■ **READING PASSAGE**:
[OMPI devel] ibm abort test hangs on one node

2014-08-08 Thread Gilles Gouaillardet
Folks,

here is the description of a hang i briefly mentionned a few days ago.

with the trunk (i did not check 1.8 ...) simply run on one node :
mpirun -np 2 --mca btl sm,self ./abort

(the abort test is taken from the ibm test suite : process 0 call
MPI_Abort while process 1 enters an infinite loop)

there is a race condition : sometimes it hangs, sometimes it aborts
nicely as expected.
when the hang occurs, both abort processes have exited and mpirun waits
forever

i made some investigations and i have now a better idea of what happens
(but i am still clueless on how to fix this)

when process 0 abort, it :
- closes the tcp socket connected to mpirun
- closes the pipe connected to mpirun
- send SIGCHLD to mpirun

then on mpirun :
when SIGCHLD is received, the handler basically writes 17 (the signal
number) to a socketpair.

■ **EXERCISE AIM**: Copy the forum thread from "with the trunk" up to and including "to fix this)", substituting "endless loop" for "infinite loop". The records after this point have nothing to do with it.

■ **DATA EXTRACT**:
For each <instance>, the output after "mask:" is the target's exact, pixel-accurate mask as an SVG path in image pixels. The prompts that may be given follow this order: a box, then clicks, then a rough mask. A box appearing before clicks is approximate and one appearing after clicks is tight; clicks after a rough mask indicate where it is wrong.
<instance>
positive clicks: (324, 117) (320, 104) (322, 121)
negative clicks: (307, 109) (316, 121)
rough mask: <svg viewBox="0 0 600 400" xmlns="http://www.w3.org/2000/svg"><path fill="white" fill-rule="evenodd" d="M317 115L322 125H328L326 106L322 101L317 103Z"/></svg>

* * *

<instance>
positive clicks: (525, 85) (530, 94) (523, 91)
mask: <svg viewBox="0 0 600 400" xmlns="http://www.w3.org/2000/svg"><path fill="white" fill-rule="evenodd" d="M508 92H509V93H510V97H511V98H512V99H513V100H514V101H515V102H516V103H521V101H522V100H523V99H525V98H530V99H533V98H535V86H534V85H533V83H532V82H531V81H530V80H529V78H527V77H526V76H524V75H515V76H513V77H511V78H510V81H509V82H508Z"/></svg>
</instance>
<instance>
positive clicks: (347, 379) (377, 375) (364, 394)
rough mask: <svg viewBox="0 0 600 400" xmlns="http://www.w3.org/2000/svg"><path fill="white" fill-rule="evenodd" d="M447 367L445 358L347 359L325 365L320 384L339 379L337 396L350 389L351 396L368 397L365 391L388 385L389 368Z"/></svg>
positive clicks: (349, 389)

■ **EXERCISE RESULT**:
with the trunk (i did not check 1.8 ...) simply run on one node :
mpirun -np 2 --mca btl sm,self ./abort

(the abort test is taken from the ibm test suite : process 0 call
MPI_Abort while process 1 enters an endless loop)

there is a race condition : sometimes it hangs, sometimes it aborts
nicely as expected.
when the hang occurs, both abort processes have exited and mpirun waits
forever

i made some investigations and i have now a better idea of what happens
(but i am still clueless on how to fix this)